**Supplied records**
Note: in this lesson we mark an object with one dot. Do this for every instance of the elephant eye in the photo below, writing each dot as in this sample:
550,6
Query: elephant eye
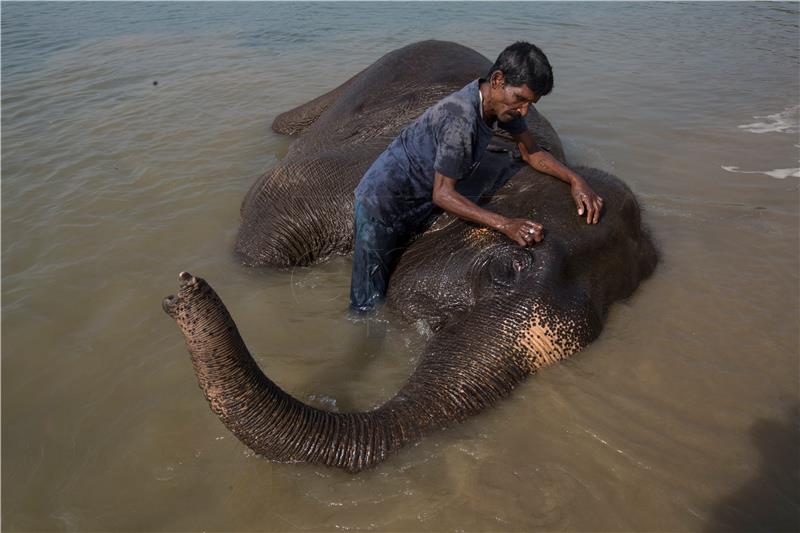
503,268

* * *

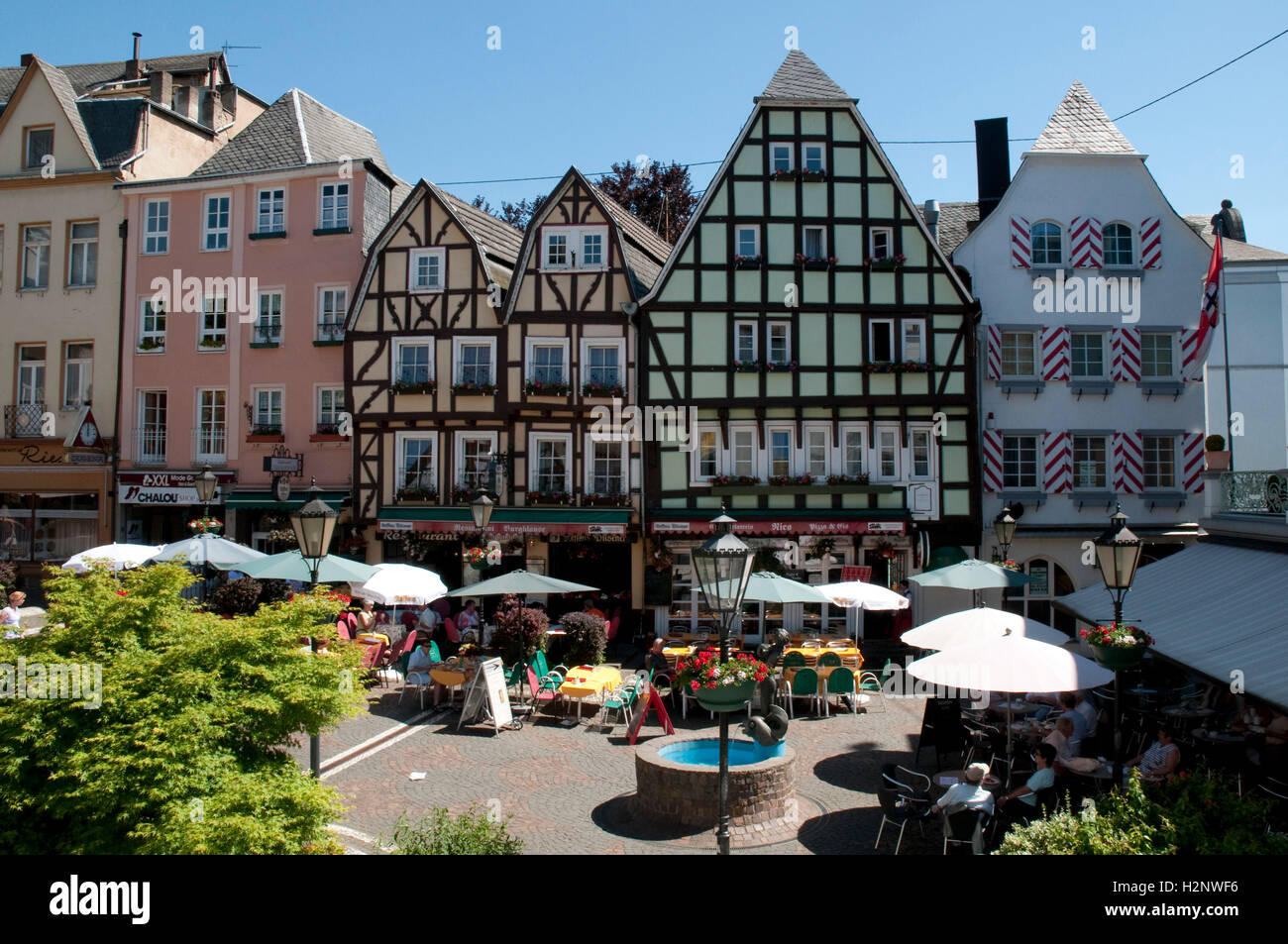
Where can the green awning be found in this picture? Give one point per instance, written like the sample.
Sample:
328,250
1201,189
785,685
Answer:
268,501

**Task directions**
Search the listing above for lines containing "this", and copy them.

**Exercise output**
Note: in this lesson we mark an object with one dot. Do this for every instance of the elephant eye in the photo below, writing each dot as in this sample:
Where can the green awning be found in this picture? Give one point per instance, written like the sample.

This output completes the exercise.